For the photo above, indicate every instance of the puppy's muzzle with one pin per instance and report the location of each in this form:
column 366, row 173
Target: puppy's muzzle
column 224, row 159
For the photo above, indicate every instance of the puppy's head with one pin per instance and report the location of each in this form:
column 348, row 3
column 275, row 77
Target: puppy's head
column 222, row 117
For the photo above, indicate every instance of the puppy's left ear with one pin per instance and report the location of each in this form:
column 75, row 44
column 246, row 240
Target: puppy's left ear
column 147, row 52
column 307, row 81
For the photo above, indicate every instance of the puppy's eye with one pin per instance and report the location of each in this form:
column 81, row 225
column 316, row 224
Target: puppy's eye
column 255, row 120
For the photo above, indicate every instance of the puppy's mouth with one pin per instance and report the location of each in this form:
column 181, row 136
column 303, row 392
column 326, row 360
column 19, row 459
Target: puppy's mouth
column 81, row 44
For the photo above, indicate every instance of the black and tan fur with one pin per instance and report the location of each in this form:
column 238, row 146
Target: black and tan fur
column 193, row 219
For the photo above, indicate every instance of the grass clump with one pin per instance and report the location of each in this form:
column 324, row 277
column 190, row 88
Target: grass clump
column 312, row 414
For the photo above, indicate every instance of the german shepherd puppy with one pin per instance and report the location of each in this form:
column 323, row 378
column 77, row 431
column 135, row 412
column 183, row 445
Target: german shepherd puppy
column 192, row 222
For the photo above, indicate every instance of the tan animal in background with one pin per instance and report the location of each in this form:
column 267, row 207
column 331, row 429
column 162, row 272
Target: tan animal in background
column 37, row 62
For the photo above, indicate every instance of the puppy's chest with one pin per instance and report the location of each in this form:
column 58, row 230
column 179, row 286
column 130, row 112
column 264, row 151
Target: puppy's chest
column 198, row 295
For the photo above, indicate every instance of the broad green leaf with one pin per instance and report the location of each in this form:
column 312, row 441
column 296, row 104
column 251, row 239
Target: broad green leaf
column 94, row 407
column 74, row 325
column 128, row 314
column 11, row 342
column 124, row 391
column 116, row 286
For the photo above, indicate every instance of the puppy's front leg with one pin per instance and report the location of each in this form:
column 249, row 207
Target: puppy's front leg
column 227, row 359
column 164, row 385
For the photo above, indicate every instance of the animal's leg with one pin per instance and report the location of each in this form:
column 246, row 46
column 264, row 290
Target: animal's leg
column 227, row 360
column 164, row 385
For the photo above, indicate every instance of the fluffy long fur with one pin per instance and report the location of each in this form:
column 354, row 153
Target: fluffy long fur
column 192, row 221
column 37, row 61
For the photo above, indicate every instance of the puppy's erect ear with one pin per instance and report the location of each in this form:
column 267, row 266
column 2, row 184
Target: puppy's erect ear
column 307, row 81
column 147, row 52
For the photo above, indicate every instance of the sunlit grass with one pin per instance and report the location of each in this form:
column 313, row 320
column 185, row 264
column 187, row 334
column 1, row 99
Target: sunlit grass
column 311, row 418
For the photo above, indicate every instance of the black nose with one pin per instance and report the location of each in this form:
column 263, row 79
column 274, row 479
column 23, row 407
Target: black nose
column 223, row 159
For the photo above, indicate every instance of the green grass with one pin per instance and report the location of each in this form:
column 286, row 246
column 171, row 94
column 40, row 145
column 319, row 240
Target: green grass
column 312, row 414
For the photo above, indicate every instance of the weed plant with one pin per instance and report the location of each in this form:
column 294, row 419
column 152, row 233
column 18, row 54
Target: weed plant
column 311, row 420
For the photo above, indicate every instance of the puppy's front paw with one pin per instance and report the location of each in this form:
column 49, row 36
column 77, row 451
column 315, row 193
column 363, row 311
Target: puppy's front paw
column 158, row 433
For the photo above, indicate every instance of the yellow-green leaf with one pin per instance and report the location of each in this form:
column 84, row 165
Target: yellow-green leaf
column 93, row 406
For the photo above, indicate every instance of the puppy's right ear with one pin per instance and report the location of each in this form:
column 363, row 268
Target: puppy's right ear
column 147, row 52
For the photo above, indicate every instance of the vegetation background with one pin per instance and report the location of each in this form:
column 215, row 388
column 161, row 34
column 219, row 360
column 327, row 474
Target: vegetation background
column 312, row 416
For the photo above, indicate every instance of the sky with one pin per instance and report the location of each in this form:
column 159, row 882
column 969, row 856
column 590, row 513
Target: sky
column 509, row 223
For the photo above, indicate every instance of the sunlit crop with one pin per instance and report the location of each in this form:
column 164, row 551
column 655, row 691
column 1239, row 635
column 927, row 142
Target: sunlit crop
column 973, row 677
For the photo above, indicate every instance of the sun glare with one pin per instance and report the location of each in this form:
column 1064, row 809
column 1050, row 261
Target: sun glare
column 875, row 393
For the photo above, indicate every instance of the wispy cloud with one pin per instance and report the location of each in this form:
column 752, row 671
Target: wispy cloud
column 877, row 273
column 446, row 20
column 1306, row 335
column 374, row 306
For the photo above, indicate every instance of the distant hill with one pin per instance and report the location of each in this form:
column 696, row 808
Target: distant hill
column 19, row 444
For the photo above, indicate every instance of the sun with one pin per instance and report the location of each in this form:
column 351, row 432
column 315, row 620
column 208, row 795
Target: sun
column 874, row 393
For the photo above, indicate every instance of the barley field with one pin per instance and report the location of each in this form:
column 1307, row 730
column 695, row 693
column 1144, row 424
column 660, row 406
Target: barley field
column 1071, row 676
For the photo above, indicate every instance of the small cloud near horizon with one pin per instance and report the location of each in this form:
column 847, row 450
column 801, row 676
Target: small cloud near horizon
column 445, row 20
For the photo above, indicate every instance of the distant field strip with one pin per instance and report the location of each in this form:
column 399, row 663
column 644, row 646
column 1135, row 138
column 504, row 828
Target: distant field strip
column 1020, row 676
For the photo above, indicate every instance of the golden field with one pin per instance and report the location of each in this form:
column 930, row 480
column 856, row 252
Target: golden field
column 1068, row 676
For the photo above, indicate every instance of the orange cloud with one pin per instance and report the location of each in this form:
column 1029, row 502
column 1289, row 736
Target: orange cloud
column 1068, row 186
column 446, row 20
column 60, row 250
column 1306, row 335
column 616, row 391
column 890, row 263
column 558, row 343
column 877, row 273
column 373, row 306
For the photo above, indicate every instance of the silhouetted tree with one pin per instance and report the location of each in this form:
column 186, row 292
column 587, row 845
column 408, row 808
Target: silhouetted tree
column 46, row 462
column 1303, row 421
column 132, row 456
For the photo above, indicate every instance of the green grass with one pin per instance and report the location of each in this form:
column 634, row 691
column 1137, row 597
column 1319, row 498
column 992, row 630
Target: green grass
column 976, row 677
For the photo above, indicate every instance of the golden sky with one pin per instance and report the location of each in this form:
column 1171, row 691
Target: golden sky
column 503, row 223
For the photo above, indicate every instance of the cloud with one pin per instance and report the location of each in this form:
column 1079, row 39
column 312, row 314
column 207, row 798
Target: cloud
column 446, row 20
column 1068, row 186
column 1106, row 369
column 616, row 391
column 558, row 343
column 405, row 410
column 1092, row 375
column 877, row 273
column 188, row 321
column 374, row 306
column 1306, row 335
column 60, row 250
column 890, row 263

* * *

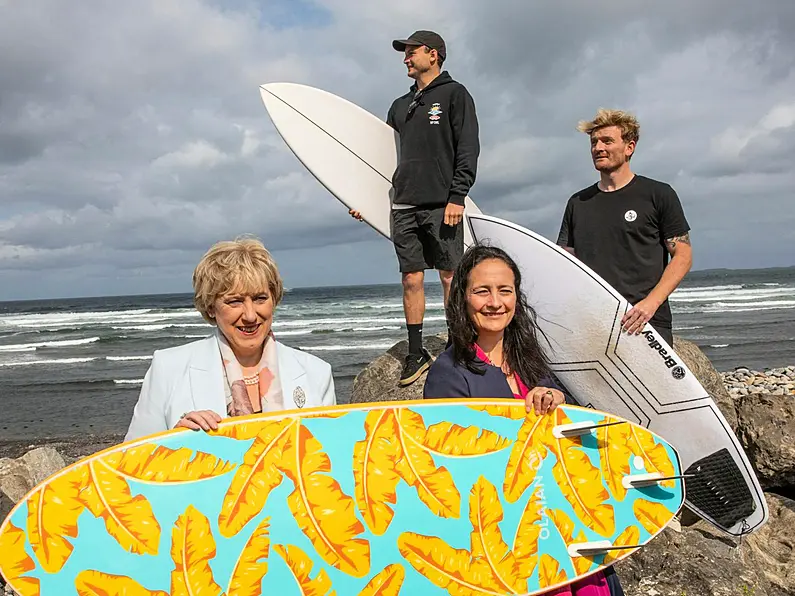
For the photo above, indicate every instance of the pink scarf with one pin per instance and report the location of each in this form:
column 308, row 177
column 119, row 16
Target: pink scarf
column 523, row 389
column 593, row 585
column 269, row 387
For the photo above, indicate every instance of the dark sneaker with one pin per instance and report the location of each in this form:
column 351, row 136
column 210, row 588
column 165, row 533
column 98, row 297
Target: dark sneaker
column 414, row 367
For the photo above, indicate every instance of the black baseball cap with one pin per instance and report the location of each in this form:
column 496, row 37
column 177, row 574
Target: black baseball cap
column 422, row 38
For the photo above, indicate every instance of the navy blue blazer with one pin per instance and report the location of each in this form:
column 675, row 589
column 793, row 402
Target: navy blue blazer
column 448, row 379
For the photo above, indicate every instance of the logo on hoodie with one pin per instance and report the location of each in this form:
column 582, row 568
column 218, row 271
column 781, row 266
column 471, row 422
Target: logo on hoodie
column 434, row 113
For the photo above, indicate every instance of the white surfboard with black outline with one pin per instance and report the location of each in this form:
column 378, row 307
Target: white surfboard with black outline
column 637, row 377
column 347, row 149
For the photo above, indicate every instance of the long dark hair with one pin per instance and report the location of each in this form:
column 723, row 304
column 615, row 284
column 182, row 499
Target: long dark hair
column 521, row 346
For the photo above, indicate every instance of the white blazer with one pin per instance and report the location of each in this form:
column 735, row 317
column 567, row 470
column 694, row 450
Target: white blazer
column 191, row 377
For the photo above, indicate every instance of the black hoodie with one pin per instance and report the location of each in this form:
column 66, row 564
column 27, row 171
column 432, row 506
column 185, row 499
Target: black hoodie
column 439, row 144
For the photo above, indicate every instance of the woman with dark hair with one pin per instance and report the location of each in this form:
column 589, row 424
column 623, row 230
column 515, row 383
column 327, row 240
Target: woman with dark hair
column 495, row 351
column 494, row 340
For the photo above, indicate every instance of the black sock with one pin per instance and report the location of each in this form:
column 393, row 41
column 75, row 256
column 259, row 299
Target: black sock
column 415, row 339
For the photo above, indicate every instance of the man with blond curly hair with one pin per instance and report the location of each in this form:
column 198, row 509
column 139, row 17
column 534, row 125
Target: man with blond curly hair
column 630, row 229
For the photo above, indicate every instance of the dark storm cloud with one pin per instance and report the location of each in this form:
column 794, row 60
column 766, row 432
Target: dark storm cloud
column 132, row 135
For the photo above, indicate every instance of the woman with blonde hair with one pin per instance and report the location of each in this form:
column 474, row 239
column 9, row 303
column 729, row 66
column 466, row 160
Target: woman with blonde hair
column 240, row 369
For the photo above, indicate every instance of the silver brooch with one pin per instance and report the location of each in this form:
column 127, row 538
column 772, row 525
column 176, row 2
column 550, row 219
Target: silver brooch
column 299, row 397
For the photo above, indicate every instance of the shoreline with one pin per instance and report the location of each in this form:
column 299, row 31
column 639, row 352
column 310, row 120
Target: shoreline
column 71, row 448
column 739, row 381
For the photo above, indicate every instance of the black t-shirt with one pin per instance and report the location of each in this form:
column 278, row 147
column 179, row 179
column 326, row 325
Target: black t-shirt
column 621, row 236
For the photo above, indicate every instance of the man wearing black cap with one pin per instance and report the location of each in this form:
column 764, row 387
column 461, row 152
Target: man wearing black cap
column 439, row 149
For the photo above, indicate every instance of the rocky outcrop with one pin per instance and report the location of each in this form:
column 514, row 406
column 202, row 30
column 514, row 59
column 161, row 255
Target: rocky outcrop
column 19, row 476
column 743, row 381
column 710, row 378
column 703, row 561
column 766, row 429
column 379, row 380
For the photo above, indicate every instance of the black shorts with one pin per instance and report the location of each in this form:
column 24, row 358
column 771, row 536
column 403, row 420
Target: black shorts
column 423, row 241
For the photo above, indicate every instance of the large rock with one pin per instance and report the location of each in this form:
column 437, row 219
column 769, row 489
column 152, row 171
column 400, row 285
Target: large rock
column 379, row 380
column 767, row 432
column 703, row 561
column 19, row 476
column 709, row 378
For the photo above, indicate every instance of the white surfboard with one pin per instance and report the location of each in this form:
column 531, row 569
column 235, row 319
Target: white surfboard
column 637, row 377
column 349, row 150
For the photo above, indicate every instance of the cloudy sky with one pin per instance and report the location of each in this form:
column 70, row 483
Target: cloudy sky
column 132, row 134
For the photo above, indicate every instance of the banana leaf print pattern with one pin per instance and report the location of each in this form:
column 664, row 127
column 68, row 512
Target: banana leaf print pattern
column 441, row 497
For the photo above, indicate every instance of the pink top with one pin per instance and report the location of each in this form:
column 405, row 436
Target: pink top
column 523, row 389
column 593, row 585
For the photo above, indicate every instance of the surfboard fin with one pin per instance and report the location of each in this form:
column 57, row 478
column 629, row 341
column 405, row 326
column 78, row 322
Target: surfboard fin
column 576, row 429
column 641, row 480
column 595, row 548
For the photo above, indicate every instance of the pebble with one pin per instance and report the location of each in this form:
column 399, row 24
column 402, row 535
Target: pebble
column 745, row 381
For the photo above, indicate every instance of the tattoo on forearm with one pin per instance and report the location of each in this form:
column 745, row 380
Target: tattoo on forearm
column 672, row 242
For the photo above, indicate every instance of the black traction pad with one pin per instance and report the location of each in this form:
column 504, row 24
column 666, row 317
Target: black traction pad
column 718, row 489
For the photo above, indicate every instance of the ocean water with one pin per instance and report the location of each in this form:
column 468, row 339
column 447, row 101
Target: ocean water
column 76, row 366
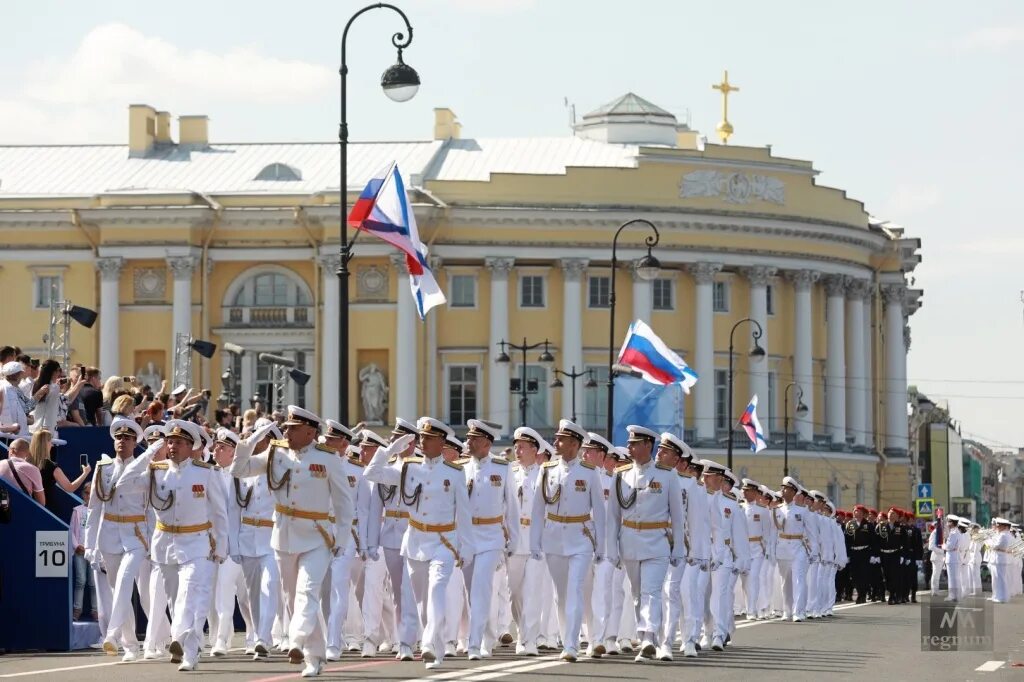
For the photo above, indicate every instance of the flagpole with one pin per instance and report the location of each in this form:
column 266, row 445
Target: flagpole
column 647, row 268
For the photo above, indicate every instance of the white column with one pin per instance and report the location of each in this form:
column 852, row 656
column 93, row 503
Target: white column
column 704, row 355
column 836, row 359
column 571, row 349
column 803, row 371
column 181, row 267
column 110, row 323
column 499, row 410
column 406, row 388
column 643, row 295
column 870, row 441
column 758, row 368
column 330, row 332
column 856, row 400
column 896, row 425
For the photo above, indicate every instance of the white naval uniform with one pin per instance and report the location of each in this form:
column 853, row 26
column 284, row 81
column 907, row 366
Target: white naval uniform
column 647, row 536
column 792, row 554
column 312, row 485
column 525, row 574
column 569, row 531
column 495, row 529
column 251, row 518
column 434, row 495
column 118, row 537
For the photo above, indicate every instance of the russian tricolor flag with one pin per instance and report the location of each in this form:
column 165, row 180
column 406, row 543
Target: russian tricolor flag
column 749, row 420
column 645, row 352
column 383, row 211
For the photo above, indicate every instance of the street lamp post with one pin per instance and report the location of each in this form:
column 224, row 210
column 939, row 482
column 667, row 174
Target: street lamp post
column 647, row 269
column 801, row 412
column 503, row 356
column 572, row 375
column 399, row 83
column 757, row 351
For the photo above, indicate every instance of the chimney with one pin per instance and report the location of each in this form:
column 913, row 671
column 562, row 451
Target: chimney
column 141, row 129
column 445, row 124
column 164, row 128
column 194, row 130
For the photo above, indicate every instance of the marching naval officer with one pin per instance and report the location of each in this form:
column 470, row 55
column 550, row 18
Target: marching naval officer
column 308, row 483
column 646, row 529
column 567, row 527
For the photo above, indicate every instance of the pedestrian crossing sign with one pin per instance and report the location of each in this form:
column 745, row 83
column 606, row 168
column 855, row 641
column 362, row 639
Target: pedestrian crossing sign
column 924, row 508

■ OBJECTIVE
How many lines of the data above contain the word "barley"? Reply with the number only.

■ SOLUTION
2